# [Instructions for the task]
Copy out the material below with every "german shepherd" swapped for "border collie", leaving all other text unchanged.

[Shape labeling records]
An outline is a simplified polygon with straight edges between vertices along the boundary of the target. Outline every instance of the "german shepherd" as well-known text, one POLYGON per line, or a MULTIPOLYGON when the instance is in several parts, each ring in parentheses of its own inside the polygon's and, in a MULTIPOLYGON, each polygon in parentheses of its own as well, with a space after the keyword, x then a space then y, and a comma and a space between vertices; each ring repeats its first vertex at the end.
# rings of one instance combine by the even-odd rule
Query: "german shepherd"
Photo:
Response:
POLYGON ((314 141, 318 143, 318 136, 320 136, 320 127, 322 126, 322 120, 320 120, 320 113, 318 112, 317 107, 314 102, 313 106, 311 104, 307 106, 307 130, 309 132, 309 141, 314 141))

# [Written response]
An outline is a simplified polygon with straight edges between vertices along the boundary of the target. Outline every instance of the "border collie" as well-known text, one POLYGON per line, or a MULTIPOLYGON when the instance is in several parts, each ring in parentheses of its own inside the polygon's and, in a MULTIPOLYGON, each polygon in parentheses of its own as well, with a space after the keyword, x then a space then y, and a comma and a space between vertices; each ring repeats its first vertex at the end.
# rings of one instance combine by the even-odd rule
Query: "border collie"
Photo:
Response:
POLYGON ((314 141, 318 143, 318 136, 320 136, 320 127, 322 126, 322 120, 320 120, 320 113, 318 112, 317 107, 314 102, 313 106, 311 104, 307 106, 307 130, 309 132, 309 141, 314 141))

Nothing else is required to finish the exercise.